Only the total should be returned: the number of lines in the data that hold the string "shirt".

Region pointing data
┄┄┄┄┄┄┄┄┄┄┄┄┄┄┄┄┄┄┄┄

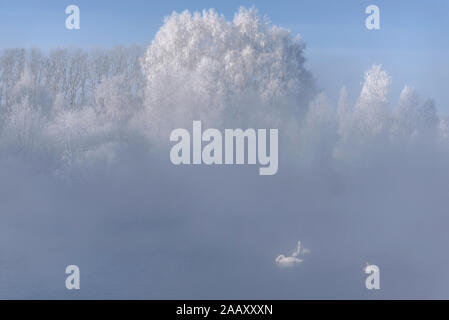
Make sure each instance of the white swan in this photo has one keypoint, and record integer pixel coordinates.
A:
(283, 261)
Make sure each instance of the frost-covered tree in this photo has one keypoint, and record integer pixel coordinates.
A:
(201, 66)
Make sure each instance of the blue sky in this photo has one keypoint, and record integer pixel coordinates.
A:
(413, 43)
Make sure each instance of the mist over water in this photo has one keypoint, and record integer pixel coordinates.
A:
(85, 175)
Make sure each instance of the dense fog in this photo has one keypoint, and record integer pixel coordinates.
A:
(85, 176)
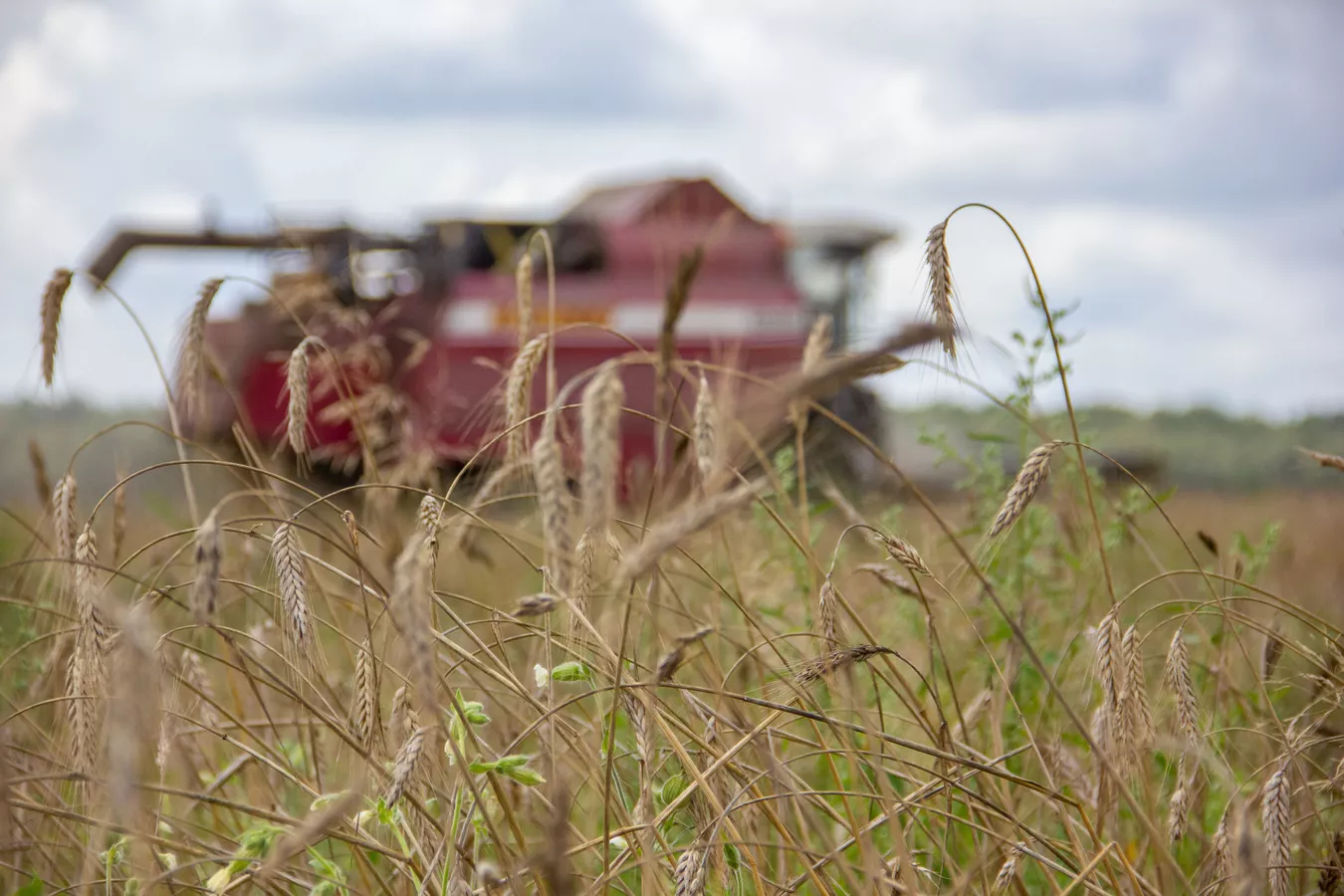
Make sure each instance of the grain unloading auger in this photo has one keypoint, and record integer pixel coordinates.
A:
(425, 326)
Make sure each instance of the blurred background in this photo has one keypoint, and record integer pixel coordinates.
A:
(1175, 168)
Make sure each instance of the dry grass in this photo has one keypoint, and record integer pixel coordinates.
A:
(710, 691)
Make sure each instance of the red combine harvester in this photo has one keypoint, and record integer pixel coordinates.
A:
(425, 327)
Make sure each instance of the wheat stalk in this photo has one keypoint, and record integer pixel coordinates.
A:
(365, 711)
(1110, 666)
(940, 287)
(1332, 461)
(523, 281)
(682, 524)
(204, 591)
(826, 622)
(518, 392)
(705, 431)
(553, 500)
(828, 664)
(599, 418)
(691, 872)
(410, 610)
(88, 594)
(192, 348)
(296, 615)
(1008, 871)
(405, 766)
(1277, 819)
(1179, 680)
(64, 518)
(1135, 710)
(53, 297)
(427, 520)
(1024, 488)
(905, 554)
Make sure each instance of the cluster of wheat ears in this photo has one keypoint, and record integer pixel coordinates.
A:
(738, 683)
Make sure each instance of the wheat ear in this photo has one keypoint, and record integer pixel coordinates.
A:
(518, 392)
(553, 499)
(828, 664)
(940, 287)
(599, 421)
(1179, 680)
(296, 384)
(682, 524)
(705, 429)
(405, 766)
(1024, 488)
(296, 614)
(204, 592)
(1277, 821)
(523, 276)
(1135, 710)
(410, 602)
(53, 297)
(192, 348)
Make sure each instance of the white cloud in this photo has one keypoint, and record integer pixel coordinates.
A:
(1174, 169)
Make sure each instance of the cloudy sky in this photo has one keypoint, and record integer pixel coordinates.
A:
(1175, 168)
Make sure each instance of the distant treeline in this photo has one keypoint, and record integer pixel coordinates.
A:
(1195, 449)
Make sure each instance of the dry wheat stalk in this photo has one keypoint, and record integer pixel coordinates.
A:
(705, 430)
(940, 287)
(553, 500)
(905, 554)
(1277, 821)
(813, 352)
(1222, 852)
(826, 664)
(410, 606)
(1178, 811)
(204, 591)
(1008, 871)
(826, 621)
(523, 281)
(599, 418)
(1024, 488)
(38, 461)
(405, 766)
(1110, 669)
(88, 594)
(518, 392)
(535, 604)
(427, 519)
(1332, 461)
(687, 522)
(1271, 653)
(137, 711)
(365, 711)
(192, 348)
(53, 297)
(1135, 710)
(1179, 680)
(296, 384)
(691, 871)
(1333, 862)
(64, 516)
(85, 685)
(889, 576)
(296, 614)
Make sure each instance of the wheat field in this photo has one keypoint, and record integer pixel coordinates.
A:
(745, 679)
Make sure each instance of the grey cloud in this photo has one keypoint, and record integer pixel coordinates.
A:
(570, 62)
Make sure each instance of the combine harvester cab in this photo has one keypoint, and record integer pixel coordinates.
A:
(419, 332)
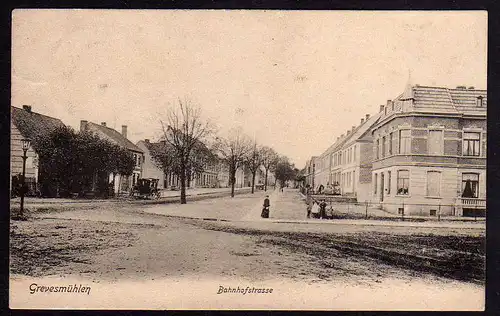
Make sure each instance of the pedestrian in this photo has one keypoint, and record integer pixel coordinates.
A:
(309, 205)
(265, 209)
(322, 209)
(315, 210)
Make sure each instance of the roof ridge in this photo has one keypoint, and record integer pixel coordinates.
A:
(31, 112)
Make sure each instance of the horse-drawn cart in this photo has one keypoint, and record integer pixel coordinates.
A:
(146, 189)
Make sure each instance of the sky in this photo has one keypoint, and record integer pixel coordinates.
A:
(293, 80)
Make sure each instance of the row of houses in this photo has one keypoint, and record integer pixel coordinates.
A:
(25, 123)
(423, 153)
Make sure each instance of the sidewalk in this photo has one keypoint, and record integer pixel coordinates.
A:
(33, 201)
(290, 208)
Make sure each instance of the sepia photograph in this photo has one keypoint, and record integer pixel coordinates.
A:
(248, 160)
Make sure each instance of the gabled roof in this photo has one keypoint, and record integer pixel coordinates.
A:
(434, 99)
(112, 135)
(361, 130)
(356, 134)
(34, 125)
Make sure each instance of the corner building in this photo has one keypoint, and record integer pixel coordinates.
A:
(429, 150)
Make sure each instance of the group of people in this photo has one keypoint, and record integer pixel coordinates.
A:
(331, 189)
(318, 209)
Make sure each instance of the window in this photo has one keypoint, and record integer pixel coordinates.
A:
(404, 141)
(403, 182)
(388, 182)
(435, 142)
(29, 162)
(471, 142)
(391, 135)
(433, 183)
(479, 101)
(383, 147)
(470, 185)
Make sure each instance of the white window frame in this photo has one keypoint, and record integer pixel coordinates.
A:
(433, 194)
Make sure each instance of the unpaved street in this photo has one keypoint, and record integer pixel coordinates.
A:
(128, 245)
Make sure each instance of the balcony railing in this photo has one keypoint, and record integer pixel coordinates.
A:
(473, 202)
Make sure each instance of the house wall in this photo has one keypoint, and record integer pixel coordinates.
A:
(16, 154)
(450, 165)
(149, 168)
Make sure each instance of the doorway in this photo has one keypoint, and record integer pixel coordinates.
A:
(382, 182)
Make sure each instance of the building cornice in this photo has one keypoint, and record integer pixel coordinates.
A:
(395, 115)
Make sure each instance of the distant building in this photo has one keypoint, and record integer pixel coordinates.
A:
(429, 150)
(347, 164)
(151, 170)
(214, 174)
(310, 171)
(27, 124)
(122, 183)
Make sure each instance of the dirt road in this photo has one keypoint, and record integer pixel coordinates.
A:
(118, 246)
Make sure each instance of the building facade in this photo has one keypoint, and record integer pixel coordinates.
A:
(429, 150)
(26, 124)
(122, 184)
(345, 167)
(310, 171)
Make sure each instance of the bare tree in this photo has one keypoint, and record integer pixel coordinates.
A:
(183, 129)
(233, 150)
(253, 161)
(269, 159)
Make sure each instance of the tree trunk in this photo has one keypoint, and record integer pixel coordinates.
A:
(183, 183)
(232, 178)
(253, 180)
(265, 182)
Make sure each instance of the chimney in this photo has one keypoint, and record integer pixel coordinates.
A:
(83, 125)
(124, 131)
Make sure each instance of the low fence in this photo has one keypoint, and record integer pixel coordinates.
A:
(348, 208)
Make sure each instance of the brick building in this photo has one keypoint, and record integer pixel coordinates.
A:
(27, 124)
(122, 183)
(347, 163)
(429, 150)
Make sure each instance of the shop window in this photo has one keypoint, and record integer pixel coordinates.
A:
(471, 143)
(403, 182)
(433, 183)
(470, 185)
(404, 141)
(435, 142)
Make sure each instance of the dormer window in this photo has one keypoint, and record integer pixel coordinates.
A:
(479, 101)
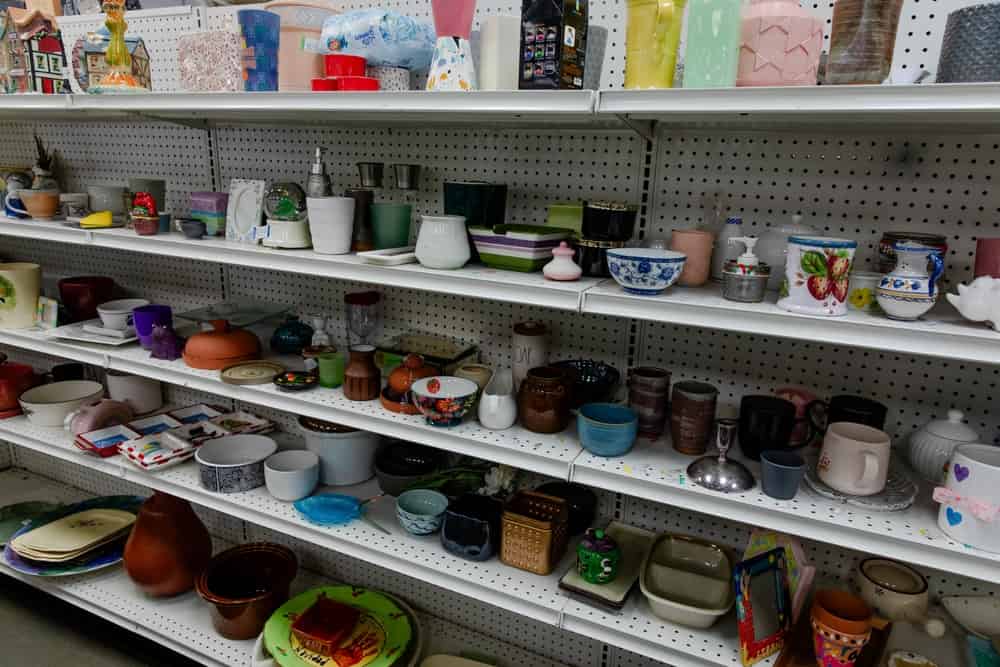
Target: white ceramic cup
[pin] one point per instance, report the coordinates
(331, 223)
(974, 476)
(854, 459)
(291, 475)
(141, 394)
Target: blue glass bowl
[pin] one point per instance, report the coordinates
(607, 429)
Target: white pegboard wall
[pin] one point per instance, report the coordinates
(853, 187)
(112, 153)
(915, 389)
(535, 636)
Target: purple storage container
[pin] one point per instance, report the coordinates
(209, 202)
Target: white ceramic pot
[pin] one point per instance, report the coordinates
(932, 445)
(141, 394)
(20, 285)
(910, 291)
(973, 481)
(854, 459)
(291, 475)
(50, 404)
(498, 404)
(347, 455)
(442, 242)
(118, 314)
(331, 224)
(816, 275)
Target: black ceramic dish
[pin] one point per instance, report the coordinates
(608, 221)
(471, 528)
(593, 381)
(581, 501)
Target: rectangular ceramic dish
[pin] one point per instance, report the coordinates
(687, 581)
(524, 248)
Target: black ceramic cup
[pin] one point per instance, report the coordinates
(766, 422)
(844, 408)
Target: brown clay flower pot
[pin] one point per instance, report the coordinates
(244, 585)
(168, 547)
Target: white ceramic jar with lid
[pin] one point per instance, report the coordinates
(931, 445)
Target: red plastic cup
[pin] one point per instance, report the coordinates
(345, 83)
(324, 85)
(339, 64)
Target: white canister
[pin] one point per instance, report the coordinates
(499, 43)
(346, 455)
(816, 275)
(141, 394)
(932, 445)
(331, 224)
(20, 285)
(443, 242)
(529, 348)
(970, 504)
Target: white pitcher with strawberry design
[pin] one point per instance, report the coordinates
(816, 275)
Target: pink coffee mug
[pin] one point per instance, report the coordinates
(697, 245)
(988, 258)
(854, 459)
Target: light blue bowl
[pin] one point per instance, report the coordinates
(607, 429)
(421, 511)
(645, 271)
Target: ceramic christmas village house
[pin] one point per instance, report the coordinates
(31, 53)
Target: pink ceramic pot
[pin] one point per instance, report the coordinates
(780, 45)
(697, 245)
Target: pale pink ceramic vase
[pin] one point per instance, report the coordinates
(697, 245)
(780, 45)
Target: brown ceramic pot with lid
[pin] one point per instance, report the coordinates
(362, 378)
(221, 347)
(168, 547)
(396, 396)
(544, 399)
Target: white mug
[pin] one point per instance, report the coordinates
(854, 459)
(331, 224)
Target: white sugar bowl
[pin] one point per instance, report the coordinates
(932, 444)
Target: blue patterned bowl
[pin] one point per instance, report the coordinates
(645, 271)
(421, 511)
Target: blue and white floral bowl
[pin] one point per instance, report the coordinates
(645, 271)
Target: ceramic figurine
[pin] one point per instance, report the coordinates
(562, 266)
(980, 301)
(816, 275)
(167, 345)
(910, 290)
(598, 557)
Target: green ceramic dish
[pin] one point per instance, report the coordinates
(379, 639)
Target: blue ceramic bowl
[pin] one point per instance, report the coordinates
(645, 271)
(607, 429)
(421, 511)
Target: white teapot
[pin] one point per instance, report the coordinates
(980, 301)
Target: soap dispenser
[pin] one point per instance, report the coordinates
(318, 184)
(744, 279)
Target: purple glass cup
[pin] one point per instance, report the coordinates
(144, 317)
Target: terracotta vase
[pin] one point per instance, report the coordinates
(168, 548)
(544, 399)
(362, 379)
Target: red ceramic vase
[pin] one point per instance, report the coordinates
(168, 548)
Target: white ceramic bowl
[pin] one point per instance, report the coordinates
(234, 463)
(50, 404)
(291, 475)
(118, 314)
(645, 271)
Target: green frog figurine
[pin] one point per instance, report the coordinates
(598, 557)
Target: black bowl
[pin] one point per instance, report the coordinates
(581, 501)
(593, 381)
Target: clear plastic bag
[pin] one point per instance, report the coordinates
(382, 37)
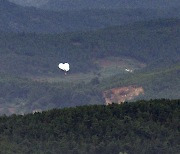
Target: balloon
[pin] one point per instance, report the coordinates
(64, 67)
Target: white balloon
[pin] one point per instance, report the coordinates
(64, 67)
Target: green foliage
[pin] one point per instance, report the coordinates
(154, 42)
(139, 127)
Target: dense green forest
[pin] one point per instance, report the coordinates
(148, 127)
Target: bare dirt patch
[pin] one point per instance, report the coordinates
(122, 94)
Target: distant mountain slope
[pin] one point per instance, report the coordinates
(154, 42)
(36, 56)
(97, 4)
(24, 19)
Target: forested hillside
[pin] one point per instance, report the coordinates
(15, 18)
(147, 127)
(153, 44)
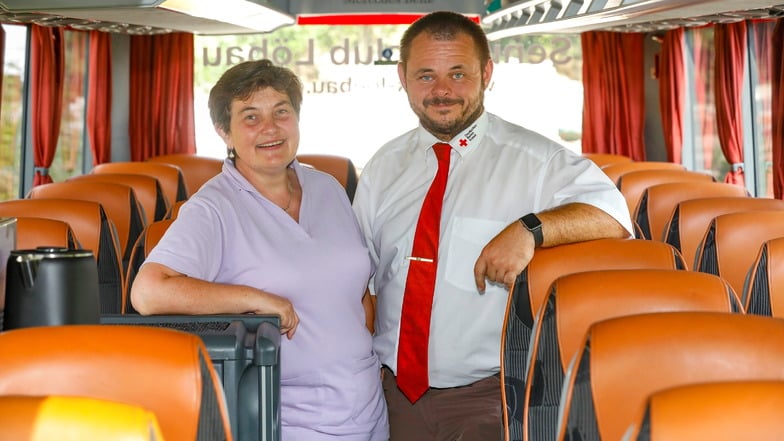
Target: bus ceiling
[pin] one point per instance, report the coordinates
(500, 18)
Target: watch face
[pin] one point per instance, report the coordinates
(531, 221)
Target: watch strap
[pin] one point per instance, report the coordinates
(532, 223)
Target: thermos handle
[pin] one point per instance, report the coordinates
(28, 272)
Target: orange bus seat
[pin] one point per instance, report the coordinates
(733, 241)
(623, 360)
(690, 219)
(163, 370)
(578, 300)
(119, 201)
(716, 411)
(658, 202)
(94, 231)
(170, 176)
(71, 418)
(141, 249)
(532, 285)
(35, 232)
(633, 184)
(147, 189)
(196, 170)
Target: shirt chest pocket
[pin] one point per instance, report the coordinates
(467, 237)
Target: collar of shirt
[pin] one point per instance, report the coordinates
(465, 142)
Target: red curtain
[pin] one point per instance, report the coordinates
(614, 94)
(161, 114)
(99, 97)
(777, 108)
(2, 60)
(671, 93)
(47, 70)
(730, 40)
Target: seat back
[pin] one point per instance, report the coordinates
(764, 291)
(633, 184)
(141, 248)
(732, 243)
(34, 232)
(576, 301)
(147, 189)
(720, 411)
(119, 201)
(338, 166)
(605, 159)
(170, 176)
(690, 219)
(658, 202)
(94, 231)
(623, 360)
(70, 418)
(165, 371)
(531, 288)
(615, 171)
(175, 210)
(196, 170)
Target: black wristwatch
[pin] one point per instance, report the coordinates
(534, 225)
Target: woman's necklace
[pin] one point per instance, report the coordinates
(291, 196)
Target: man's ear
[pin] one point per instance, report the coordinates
(487, 72)
(401, 73)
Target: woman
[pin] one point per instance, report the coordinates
(268, 236)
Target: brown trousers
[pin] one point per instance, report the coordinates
(467, 413)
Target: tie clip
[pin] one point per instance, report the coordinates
(420, 259)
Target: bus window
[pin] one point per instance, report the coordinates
(11, 127)
(68, 158)
(353, 101)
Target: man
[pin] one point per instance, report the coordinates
(508, 191)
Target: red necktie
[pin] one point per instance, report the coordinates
(412, 371)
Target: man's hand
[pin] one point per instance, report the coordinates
(505, 256)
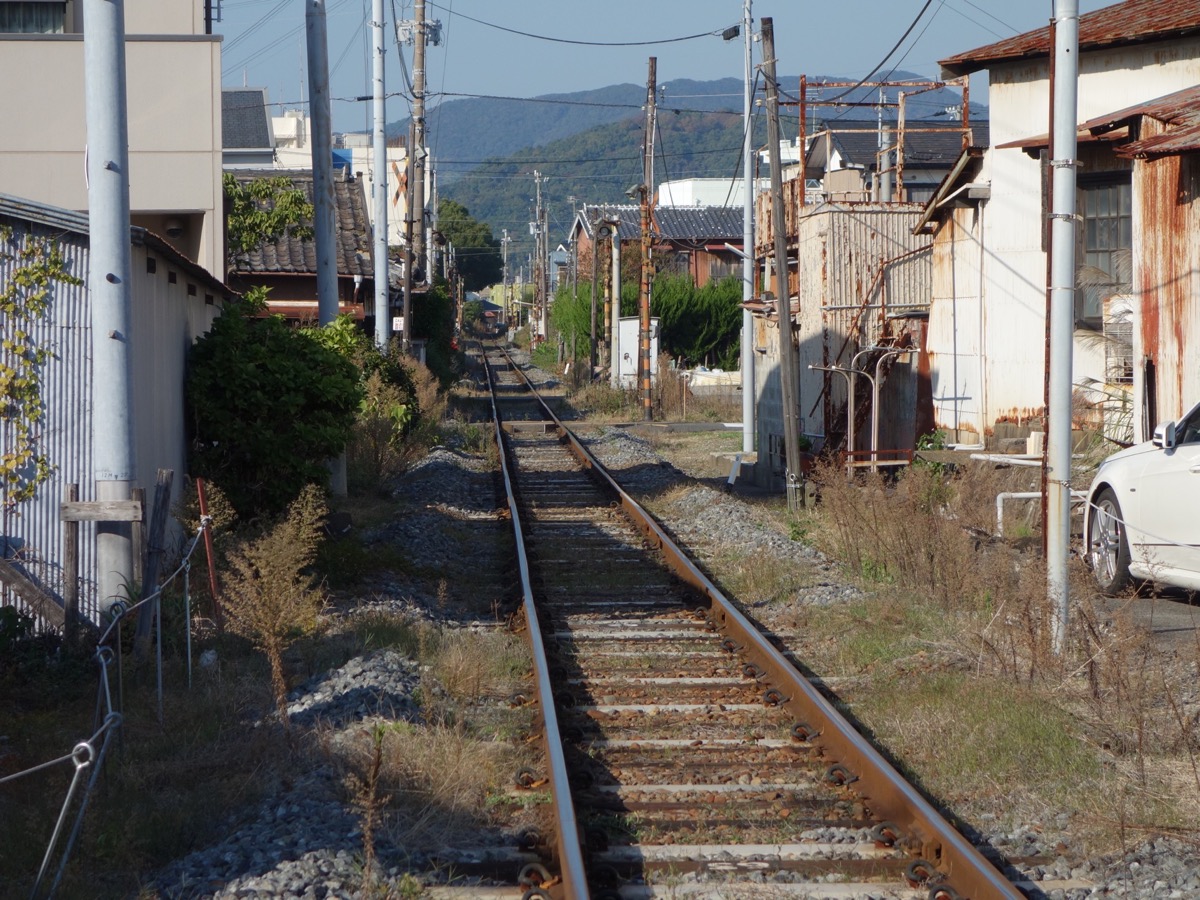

┄┄┄┄┄┄┄┄┄┄┄┄┄┄┄┄┄┄┄┄

### SOLUTION TO THE EXERCISE
2